BRIEF: In the records below, take everything from the line containing "the dark green" down to the line containing "(303, 1121)", both included, and put those lines into a JSON list of strings, one string per line, with blank lines left out.

LISTING:
═══
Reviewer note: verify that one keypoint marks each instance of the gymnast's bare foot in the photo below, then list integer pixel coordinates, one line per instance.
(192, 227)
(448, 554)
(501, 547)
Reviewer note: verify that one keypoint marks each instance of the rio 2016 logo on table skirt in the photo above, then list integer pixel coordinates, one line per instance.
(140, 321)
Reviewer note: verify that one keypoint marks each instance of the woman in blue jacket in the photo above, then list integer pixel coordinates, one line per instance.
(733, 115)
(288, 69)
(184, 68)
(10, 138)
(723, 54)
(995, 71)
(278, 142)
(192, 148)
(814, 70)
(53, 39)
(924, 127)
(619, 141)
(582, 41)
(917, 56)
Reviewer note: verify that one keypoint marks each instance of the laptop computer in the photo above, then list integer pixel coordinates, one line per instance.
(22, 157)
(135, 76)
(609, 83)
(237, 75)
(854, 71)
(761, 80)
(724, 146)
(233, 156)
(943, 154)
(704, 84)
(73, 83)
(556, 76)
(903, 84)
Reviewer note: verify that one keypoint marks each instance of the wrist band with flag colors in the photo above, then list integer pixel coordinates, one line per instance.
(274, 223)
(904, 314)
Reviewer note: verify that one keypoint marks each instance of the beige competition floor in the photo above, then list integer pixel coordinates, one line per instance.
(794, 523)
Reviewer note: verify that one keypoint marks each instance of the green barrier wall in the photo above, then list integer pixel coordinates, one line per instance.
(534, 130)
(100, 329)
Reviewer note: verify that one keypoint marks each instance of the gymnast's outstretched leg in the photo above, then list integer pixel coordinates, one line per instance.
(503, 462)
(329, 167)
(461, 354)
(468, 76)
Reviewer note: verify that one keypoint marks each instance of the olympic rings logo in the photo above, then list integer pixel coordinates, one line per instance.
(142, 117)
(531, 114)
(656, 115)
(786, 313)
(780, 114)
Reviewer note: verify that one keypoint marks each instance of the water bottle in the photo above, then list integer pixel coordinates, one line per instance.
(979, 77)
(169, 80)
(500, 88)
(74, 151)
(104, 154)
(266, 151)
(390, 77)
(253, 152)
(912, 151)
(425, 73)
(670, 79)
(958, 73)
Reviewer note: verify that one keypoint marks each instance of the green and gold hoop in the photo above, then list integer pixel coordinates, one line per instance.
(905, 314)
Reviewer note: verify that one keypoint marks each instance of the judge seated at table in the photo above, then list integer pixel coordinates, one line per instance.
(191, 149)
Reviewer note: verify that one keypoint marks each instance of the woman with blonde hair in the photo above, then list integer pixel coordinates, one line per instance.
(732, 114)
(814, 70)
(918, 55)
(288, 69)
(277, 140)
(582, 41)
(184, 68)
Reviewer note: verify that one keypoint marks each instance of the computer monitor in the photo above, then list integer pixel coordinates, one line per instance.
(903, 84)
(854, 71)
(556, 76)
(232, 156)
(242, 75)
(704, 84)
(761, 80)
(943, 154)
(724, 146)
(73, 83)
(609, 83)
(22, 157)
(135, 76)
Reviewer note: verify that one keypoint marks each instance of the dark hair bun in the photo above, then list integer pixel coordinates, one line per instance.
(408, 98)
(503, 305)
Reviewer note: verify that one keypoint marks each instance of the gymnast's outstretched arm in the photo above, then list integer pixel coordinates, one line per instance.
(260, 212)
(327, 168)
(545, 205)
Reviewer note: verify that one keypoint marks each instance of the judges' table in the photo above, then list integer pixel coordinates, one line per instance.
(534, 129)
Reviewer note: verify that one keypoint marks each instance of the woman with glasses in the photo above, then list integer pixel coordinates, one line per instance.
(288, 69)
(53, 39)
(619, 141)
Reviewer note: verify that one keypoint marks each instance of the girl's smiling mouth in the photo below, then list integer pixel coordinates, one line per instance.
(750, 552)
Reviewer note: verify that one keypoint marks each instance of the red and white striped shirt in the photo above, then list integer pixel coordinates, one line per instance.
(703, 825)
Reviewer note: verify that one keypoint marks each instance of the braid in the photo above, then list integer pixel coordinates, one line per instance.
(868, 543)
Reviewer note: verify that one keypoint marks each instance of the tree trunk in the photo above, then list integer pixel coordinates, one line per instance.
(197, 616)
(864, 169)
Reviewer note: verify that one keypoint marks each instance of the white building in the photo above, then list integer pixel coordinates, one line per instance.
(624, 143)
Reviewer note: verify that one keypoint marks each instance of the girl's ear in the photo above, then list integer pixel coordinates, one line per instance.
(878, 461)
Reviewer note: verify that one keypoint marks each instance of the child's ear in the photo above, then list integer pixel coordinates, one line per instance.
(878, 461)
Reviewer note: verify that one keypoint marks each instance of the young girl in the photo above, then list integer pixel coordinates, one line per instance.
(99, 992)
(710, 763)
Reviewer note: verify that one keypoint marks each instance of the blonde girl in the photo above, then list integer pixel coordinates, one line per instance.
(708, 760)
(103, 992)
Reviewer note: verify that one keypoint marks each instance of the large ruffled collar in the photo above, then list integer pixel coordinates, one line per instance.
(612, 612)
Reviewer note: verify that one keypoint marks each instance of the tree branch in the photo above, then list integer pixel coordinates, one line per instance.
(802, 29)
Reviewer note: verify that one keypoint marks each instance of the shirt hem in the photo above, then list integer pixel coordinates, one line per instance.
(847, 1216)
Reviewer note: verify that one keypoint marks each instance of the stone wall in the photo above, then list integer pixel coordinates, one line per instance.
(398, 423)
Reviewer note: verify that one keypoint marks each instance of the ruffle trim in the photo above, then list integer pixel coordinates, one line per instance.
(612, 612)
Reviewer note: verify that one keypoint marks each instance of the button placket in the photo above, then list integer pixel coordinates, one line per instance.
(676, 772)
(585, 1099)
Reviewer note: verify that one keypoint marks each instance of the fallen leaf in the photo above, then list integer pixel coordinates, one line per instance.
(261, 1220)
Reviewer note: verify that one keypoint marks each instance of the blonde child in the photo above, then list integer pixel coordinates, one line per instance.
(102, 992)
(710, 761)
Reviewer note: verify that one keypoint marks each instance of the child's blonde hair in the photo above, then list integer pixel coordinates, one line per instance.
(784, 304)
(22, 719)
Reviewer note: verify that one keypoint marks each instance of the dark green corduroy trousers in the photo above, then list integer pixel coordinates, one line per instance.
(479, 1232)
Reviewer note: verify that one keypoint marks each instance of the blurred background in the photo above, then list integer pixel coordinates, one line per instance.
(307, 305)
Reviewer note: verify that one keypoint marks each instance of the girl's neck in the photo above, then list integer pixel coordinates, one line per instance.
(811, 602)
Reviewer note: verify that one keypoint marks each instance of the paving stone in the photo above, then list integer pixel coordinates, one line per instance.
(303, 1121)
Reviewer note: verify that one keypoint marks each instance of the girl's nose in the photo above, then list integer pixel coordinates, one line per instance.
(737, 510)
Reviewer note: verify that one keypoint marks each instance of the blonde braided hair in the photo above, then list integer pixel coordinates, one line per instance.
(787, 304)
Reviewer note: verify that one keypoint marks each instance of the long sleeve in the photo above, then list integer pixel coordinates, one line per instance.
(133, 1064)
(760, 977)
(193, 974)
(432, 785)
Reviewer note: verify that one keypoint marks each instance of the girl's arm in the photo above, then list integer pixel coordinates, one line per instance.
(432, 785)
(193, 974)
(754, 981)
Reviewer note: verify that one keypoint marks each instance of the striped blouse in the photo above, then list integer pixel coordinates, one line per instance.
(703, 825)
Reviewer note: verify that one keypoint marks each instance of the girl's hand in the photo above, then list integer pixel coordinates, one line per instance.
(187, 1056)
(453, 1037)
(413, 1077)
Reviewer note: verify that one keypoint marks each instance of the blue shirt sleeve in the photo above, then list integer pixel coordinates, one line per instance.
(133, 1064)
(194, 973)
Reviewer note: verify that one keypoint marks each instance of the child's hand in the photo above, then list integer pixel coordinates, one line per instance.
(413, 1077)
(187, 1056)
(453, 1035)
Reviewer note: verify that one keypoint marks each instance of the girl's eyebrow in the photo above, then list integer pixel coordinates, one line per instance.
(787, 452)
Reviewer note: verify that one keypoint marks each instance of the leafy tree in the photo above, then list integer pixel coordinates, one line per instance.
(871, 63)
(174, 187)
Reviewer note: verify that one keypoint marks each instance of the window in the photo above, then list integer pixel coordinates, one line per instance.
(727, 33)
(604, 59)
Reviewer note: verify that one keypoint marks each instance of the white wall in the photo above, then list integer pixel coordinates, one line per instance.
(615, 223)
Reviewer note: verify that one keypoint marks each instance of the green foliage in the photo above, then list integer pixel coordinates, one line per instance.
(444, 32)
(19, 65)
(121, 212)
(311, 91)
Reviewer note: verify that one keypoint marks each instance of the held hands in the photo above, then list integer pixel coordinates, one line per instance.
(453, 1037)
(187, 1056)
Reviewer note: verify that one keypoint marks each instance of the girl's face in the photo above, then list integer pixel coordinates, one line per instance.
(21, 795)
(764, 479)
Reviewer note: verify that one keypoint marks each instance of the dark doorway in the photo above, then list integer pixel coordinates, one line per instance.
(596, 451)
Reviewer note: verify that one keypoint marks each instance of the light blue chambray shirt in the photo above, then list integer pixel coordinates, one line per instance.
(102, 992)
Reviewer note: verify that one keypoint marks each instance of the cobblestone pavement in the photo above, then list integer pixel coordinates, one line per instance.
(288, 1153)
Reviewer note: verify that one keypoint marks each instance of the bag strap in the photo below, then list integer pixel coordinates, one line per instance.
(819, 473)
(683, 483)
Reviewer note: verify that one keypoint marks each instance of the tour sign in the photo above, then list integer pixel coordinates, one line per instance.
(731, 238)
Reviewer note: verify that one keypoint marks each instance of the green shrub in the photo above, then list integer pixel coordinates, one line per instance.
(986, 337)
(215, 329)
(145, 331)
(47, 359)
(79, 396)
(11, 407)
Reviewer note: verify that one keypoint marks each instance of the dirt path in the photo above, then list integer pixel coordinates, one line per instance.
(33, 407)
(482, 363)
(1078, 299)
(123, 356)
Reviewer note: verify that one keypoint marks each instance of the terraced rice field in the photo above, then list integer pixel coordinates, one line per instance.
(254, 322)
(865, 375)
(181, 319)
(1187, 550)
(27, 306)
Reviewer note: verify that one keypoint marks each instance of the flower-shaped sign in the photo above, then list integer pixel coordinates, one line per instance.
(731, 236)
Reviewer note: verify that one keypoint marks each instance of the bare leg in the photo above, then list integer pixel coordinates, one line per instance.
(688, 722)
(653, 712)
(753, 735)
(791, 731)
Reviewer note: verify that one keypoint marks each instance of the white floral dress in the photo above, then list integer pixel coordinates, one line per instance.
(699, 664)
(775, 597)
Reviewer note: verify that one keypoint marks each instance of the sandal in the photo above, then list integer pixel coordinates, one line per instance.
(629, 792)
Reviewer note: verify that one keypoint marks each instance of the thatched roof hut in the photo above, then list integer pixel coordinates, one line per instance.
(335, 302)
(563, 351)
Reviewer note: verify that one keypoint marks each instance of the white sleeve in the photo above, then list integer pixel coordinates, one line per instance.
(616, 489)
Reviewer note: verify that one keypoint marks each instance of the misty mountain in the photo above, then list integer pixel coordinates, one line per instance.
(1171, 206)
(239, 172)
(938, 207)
═══
CORRECT RESPONSE:
[
  "Reviewer note: verify that one keypoint marks each instance of the dark green corduroy trousers in the photo above, then list integer pixel coordinates, one line per instance.",
  "(479, 1232)",
  "Reviewer note: verify that one keypoint marks each instance of the blurred background in the photo above, then list integer pixel coordinates, one line per instance.",
  "(307, 305)",
  "Reviewer note: verify that one keypoint marks each instance of the girl's neck in the photo above, then list integer pixel coordinates, one line per instance.",
  "(811, 602)",
  "Reviewer note: verify that one keypoint marks each instance of the paving stone in the photo above, then list integer pixel coordinates, one line per instance.",
  "(303, 1121)"
]